Natural language region descriptions
● ● ●
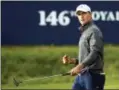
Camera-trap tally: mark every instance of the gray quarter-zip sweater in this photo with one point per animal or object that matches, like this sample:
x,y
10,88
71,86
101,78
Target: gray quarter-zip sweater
x,y
91,47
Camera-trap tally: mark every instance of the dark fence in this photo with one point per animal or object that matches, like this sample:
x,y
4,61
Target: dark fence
x,y
54,22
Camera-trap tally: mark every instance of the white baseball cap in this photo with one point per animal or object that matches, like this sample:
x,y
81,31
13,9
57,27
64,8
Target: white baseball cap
x,y
83,8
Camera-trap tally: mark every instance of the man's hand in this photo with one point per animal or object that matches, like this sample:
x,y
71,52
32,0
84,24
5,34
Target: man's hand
x,y
76,70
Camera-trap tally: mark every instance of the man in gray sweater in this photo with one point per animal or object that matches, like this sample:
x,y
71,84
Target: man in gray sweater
x,y
89,65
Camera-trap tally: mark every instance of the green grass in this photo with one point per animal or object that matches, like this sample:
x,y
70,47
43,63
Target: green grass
x,y
36,84
17,60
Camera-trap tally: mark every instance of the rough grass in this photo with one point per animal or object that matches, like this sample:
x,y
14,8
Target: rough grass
x,y
25,62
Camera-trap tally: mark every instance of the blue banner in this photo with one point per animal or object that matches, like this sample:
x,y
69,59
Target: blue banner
x,y
54,22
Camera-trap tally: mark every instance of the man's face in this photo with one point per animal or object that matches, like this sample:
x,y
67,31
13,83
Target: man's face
x,y
84,17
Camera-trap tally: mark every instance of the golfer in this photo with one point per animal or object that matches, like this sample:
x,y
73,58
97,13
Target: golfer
● ● ●
-- Work to be completed --
With the pictures removed, return the data above word for word.

-- Answer for the task --
Camera-trap tally: mark every instance of the gray quarter-zip sweater in this photo with one point per animal or object that matches, like this sample:
x,y
10,88
71,86
101,78
Target: gray quarter-zip sweater
x,y
91,47
Camera-trap tally: mark every instance of the dark fence in this photo with one point per animal or object that matches, like this sample:
x,y
4,61
Target: dark fence
x,y
54,22
Camera-trap tally: mark every instance of the white baseball cap in this photo with one point per animal or object that matches, like this sample:
x,y
81,31
13,9
57,27
64,8
Target: white baseball cap
x,y
83,8
Camera-trap tally: mark every instance of the man's hand in this photo with one point per animal or object that matches, like this sample:
x,y
71,52
32,0
84,24
5,34
Target: man's hand
x,y
76,70
Camera-trap tally: mark every instance of the man in gray sweater in this photo with one point per animal or object that matches, like this sample:
x,y
71,84
Target: man in gray sweater
x,y
89,65
Camera-trap tally: mark every instance of the green grass in this photo with one point per animal or object that matches, like this sample:
x,y
70,47
43,63
Target: green grass
x,y
36,84
17,60
Camera-trap tally: mark every instance of the rough grass in this photo with one point per animal or object that matches, like this sample:
x,y
14,8
Target: rough grass
x,y
25,62
Camera-trap tally: mark every instance of the blue banner in this photo with one point per animal or object that matches, like this sample:
x,y
69,59
Target: blue banner
x,y
54,22
Camera-trap tally: mark every instance of the man's face in this photo with one point per animal or object that matches, like this sample:
x,y
67,31
13,83
Target: man's face
x,y
84,17
Camera-trap tally: mark every instance of the golfer in this photo with one point per animal or object that matches, like this sample:
x,y
73,58
97,13
Target: golfer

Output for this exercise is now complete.